= What the task requires =
Your task is to extract every line from the material below exactly.

━━━━━━━━━━━━━━━━━━━━━━━━━━━━━━

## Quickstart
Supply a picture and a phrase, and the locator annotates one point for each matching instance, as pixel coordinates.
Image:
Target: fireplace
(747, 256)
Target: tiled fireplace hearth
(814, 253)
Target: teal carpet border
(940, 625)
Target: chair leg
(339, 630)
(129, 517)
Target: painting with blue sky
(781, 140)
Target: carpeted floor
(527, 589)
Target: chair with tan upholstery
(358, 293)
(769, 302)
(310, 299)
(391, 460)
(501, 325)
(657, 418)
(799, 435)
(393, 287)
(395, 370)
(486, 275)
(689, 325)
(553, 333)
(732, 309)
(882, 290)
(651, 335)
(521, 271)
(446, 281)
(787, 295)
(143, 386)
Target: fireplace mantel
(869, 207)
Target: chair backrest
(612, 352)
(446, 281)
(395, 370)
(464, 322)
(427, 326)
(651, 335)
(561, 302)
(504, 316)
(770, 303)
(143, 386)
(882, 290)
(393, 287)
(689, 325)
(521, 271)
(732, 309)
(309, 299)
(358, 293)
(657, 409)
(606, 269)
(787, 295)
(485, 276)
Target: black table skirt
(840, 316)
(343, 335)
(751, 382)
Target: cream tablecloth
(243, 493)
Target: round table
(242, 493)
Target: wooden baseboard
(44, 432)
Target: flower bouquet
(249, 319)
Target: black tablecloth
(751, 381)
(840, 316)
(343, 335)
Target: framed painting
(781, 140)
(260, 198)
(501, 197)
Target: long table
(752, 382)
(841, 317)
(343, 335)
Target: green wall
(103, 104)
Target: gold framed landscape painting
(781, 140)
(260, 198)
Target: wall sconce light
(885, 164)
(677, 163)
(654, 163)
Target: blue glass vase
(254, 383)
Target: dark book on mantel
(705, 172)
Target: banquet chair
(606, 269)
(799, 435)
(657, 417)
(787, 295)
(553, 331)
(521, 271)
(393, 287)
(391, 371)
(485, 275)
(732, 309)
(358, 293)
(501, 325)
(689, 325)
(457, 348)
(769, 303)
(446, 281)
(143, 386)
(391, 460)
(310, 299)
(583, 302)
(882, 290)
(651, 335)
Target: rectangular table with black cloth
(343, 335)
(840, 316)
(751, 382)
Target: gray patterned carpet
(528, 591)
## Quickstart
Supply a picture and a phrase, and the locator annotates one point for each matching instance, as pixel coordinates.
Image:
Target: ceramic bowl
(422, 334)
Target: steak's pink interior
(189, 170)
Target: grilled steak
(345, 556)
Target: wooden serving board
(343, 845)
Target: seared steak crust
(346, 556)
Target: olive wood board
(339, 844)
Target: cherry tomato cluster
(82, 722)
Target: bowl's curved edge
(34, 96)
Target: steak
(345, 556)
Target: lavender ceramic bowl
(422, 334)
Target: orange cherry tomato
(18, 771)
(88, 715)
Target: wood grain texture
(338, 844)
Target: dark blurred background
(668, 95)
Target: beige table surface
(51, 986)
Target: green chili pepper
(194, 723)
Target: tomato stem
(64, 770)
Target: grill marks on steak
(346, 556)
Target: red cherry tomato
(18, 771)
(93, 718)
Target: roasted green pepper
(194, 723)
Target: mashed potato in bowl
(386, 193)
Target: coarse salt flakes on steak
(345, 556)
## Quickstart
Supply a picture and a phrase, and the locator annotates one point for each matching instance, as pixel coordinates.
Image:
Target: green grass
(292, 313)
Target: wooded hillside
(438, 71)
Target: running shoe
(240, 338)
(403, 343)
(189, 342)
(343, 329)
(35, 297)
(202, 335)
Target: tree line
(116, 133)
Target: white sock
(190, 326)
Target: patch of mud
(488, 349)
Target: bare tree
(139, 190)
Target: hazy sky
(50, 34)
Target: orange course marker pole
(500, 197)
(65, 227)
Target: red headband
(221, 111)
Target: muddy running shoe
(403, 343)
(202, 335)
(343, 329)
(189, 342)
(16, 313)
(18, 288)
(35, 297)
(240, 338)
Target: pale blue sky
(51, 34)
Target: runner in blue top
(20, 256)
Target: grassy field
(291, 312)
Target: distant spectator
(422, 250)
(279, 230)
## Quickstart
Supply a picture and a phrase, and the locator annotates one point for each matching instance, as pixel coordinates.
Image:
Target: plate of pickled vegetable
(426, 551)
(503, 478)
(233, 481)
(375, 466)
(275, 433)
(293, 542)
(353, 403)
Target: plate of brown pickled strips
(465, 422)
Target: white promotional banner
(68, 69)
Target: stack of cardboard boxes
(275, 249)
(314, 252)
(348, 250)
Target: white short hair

━━━━━━━━━━━━━━━━━━━━━━━━━━━━━━

= Result =
## Quickstart
Supply a picture and a phrase, and the locator annotates one point for each matching instance, as pixel coordinates.
Image:
Target: fireplace
(747, 256)
Target: tiled fireplace hearth
(814, 253)
Target: teal carpet border
(940, 625)
Target: chair leg
(339, 630)
(129, 517)
Target: painting with blue sky
(781, 140)
Target: carpeted floor
(527, 589)
Target: chair with tan upholstery
(358, 293)
(769, 302)
(310, 299)
(391, 460)
(501, 325)
(657, 418)
(799, 435)
(393, 287)
(395, 370)
(486, 275)
(689, 325)
(553, 333)
(732, 309)
(882, 290)
(651, 335)
(521, 271)
(446, 281)
(787, 295)
(143, 386)
Target: fireplace mantel
(869, 207)
Target: chair backrest
(612, 352)
(446, 281)
(395, 370)
(464, 322)
(427, 326)
(651, 335)
(561, 302)
(504, 316)
(770, 303)
(143, 386)
(882, 290)
(393, 287)
(689, 325)
(521, 271)
(732, 309)
(309, 299)
(358, 293)
(657, 409)
(606, 269)
(787, 295)
(485, 276)
Target: black table skirt
(840, 316)
(343, 335)
(751, 382)
Target: cream tablecloth
(243, 493)
Target: round table
(242, 493)
Target: wooden baseboard
(44, 432)
Target: flower bouquet
(249, 319)
Target: black tablecloth
(751, 381)
(840, 316)
(343, 335)
Target: framed painting
(781, 140)
(260, 198)
(501, 197)
Target: long table
(752, 382)
(841, 317)
(343, 335)
Target: green wall
(103, 104)
Target: gold framed landscape painting
(781, 140)
(260, 198)
Target: wall sconce light
(885, 164)
(677, 163)
(654, 163)
Target: blue glass vase
(254, 383)
Target: dark book on mantel
(705, 172)
Target: banquet chair
(606, 269)
(799, 435)
(657, 417)
(787, 295)
(553, 331)
(521, 271)
(393, 287)
(391, 371)
(485, 275)
(732, 309)
(358, 293)
(501, 325)
(689, 325)
(457, 348)
(769, 303)
(446, 281)
(143, 386)
(391, 460)
(310, 299)
(583, 302)
(882, 290)
(651, 335)
Target: rectangular table with black cloth
(343, 335)
(840, 316)
(751, 382)
Target: gray patterned carpet
(528, 591)
## Quickstart
Supply a picture and a phrase, and the locator annotates one point for each matching instance, as pixel coordinates.
Image:
Target: ceramic bowl
(422, 334)
Target: steak's pink interior
(189, 170)
Target: grilled steak
(345, 556)
Target: wooden serving board
(343, 845)
Target: seared steak crust
(346, 556)
Target: olive wood board
(339, 844)
Target: cherry tomato cluster
(82, 722)
Target: bowl's curved edge
(34, 96)
Target: steak
(345, 556)
Target: lavender ceramic bowl
(422, 334)
Target: orange cherry tomato
(18, 771)
(88, 715)
Target: wood grain texture
(338, 844)
Target: dark blurred background
(668, 95)
Target: beige table surface
(51, 986)
Target: green chili pepper
(194, 723)
Target: tomato stem
(64, 770)
Target: grill marks on steak
(346, 556)
Target: red cherry tomato
(18, 771)
(93, 718)
Target: roasted green pepper
(194, 723)
Target: mashed potato in bowl
(386, 193)
Target: coarse salt flakes on steak
(345, 556)
## Quickstart
Supply a picture and a phrase, and the locator annotates one point for each matching instance, as pixel coordinates.
Image:
Target: green grass
(292, 313)
Target: wooded hillside
(438, 71)
Target: running shoe
(240, 338)
(403, 343)
(189, 342)
(343, 329)
(35, 297)
(202, 335)
Target: tree line
(116, 133)
Target: white sock
(190, 326)
Target: patch of mud
(488, 349)
Target: bare tree
(139, 190)
Target: hazy sky
(50, 34)
Target: orange course marker pole
(500, 197)
(65, 227)
Target: red headband
(221, 111)
Target: muddy running shoe
(403, 343)
(202, 335)
(343, 329)
(189, 342)
(16, 313)
(18, 288)
(35, 297)
(240, 338)
Target: pale blue sky
(51, 34)
Target: runner in blue top
(20, 256)
Target: grassy field
(291, 312)
Target: distant spectator
(422, 250)
(279, 230)
## Quickstart
Supply a picture and a phrase, and the locator annotates one point for each matching instance, as pixel coordinates.
Image:
Target: plate of pickled vegetable
(426, 551)
(503, 478)
(233, 481)
(375, 466)
(275, 433)
(293, 542)
(353, 403)
Target: plate of brown pickled strips
(465, 422)
Target: white promotional banner
(68, 69)
Target: stack of cardboard boxes
(275, 249)
(314, 252)
(348, 250)
Target: white short hair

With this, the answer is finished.